Exercise goal
Copy everything from the line containing "arch, one line per instance." down through the end of the data, keeping every line, and shift each coordinate by adding 51 to both of its numbers.

Extracted material
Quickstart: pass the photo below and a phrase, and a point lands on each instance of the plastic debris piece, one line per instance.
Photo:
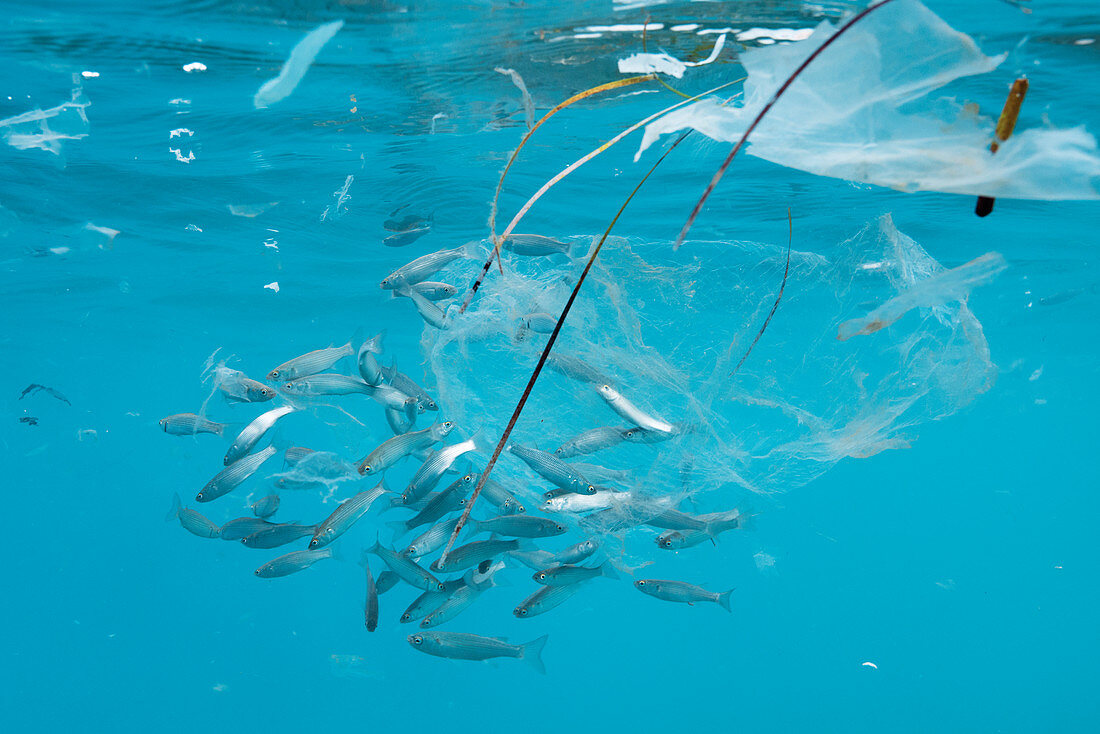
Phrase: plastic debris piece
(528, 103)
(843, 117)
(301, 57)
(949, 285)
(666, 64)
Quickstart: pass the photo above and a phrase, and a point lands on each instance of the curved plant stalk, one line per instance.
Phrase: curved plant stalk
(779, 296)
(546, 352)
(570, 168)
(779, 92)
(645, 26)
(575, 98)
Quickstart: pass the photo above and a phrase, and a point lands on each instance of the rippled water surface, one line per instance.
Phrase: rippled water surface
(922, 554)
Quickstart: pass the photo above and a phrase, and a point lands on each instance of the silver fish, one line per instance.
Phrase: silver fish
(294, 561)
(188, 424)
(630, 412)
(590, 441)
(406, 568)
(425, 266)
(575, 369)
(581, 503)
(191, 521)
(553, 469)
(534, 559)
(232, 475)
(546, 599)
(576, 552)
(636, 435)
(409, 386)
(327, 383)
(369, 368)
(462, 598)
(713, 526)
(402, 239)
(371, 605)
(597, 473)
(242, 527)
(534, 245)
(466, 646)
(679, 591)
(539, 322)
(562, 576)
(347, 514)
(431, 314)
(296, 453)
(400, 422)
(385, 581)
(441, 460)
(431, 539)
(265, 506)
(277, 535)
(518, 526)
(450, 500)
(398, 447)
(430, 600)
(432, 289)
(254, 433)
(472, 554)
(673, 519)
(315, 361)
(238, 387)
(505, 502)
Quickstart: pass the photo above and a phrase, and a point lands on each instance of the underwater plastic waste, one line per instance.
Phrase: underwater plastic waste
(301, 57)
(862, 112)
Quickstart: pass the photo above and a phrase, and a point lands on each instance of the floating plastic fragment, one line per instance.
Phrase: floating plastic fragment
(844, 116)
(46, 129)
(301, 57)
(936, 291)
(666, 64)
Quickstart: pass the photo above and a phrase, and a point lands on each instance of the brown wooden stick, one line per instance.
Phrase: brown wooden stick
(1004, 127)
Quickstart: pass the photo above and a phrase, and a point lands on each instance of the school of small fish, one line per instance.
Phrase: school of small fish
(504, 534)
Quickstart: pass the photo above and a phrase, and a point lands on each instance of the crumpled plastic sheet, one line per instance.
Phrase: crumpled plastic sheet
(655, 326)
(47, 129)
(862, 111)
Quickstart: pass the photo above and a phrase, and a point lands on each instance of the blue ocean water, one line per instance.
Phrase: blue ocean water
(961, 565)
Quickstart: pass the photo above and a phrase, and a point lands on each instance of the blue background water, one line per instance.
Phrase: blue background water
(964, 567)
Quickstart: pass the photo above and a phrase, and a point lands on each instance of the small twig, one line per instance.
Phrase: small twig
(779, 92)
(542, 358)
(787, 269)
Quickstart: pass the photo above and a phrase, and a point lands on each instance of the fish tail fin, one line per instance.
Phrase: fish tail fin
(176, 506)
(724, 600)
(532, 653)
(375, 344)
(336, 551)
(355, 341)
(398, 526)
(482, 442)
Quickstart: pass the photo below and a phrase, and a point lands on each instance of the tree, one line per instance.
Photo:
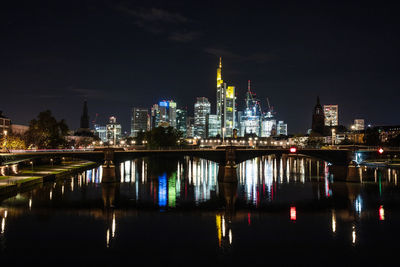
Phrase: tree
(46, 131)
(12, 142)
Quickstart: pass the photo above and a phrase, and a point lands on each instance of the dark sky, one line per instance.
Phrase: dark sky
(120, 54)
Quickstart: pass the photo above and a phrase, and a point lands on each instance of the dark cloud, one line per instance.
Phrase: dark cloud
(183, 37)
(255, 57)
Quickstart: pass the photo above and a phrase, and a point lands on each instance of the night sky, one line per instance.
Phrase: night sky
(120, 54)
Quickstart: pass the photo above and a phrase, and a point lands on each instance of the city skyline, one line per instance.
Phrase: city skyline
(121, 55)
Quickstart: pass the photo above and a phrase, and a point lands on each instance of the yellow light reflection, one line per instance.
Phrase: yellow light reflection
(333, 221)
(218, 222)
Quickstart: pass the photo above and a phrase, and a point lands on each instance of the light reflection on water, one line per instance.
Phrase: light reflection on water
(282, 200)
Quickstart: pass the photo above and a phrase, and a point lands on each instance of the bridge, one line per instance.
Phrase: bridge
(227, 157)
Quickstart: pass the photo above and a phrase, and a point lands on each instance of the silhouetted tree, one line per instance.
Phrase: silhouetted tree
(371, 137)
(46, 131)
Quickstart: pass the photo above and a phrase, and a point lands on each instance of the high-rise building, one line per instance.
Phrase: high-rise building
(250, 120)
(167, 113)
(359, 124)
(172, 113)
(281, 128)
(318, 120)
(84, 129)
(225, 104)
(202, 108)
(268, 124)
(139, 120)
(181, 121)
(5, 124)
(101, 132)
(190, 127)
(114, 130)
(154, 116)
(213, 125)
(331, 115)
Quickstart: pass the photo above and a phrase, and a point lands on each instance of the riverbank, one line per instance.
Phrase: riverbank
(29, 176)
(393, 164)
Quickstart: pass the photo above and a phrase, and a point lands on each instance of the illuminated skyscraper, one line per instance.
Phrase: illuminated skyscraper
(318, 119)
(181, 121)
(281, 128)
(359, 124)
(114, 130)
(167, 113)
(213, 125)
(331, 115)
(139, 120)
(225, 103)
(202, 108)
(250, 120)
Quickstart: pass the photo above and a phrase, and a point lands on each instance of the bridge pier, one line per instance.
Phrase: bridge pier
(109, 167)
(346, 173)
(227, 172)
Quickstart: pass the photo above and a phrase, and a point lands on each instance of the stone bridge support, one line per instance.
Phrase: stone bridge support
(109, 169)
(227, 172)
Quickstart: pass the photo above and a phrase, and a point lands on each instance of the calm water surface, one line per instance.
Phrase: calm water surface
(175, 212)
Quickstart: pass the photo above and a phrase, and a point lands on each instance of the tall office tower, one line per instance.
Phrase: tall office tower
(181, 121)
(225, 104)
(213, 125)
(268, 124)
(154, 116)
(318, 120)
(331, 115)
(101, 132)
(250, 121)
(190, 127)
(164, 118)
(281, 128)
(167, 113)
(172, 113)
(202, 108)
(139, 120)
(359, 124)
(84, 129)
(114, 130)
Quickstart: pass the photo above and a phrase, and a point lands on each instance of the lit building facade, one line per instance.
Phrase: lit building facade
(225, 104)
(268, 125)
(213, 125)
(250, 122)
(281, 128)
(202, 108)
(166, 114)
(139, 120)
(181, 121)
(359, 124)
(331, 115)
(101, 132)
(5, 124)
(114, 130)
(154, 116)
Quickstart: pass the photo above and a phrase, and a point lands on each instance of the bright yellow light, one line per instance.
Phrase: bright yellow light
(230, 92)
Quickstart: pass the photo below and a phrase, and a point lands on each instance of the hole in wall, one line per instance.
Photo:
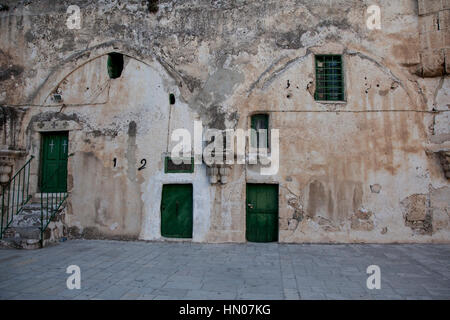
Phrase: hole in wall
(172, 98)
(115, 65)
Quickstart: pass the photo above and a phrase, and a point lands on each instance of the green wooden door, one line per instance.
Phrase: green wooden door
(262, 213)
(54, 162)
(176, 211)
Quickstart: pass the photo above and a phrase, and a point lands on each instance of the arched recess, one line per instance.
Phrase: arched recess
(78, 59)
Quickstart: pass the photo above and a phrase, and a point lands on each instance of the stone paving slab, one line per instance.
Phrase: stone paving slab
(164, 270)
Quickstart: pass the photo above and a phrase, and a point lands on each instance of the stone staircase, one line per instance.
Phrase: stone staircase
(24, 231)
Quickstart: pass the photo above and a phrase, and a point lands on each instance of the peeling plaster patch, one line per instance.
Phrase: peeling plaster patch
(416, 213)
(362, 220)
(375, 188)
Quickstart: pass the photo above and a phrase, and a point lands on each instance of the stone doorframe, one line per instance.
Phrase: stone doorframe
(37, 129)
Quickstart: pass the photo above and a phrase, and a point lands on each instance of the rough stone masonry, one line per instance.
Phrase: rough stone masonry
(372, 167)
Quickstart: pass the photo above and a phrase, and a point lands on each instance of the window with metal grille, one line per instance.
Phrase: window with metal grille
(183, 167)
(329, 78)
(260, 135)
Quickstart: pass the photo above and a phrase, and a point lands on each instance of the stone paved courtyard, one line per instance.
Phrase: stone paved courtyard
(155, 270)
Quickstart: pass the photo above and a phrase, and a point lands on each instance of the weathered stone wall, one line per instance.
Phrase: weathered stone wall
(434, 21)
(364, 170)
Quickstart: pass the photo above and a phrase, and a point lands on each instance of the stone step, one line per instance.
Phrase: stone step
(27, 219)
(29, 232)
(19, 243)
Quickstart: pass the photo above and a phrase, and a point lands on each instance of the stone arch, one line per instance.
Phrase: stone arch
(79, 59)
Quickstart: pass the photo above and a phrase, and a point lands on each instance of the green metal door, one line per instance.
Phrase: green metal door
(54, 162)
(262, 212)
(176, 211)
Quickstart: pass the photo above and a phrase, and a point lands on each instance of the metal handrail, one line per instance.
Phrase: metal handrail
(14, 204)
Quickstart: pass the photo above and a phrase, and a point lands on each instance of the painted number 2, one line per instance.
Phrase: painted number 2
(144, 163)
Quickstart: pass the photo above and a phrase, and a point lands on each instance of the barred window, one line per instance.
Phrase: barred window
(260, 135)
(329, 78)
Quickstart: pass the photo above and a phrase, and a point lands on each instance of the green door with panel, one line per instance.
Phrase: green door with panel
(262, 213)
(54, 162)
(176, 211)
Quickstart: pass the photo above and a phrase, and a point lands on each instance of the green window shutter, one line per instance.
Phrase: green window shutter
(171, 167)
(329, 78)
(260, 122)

Reply
Quickstart: pass the photo above and a phrase, and a point lands on each instance of the stone arch, one line per instance.
Phrase: stone arch
(130, 110)
Quickstart: pass the photo above and a phrase, and a point lands on each instance of the green metal door, one line per instance.
Phrase: green metal door
(105, 213)
(313, 263)
(227, 262)
Quickstart: pass the photo above and a phrase, and a point lands on each instance of the metal handrail, one line per instance.
Phrase: metal handrail
(65, 255)
Quickstart: pass the photo above and a phrase, and a point lands on each instance of the painted number 2, one line per instance.
Phrase: painted number 2
(195, 214)
Quickstart: pass the photo above and a phrase, and a point lands on each instance of the barred window, one line per instance.
Phrase: barred window
(311, 186)
(380, 129)
Quickstart: pass the photo above and a phrase, and a point lands on each instance of the green door with panel, one line per instance.
Phrase: green door with panel
(313, 264)
(105, 213)
(227, 262)
Quickstart: pass the photo above and a phrase, and a point lands on each instance of the green window shutter, one line per instance.
Phrase: green window shutter
(222, 218)
(380, 129)
(311, 173)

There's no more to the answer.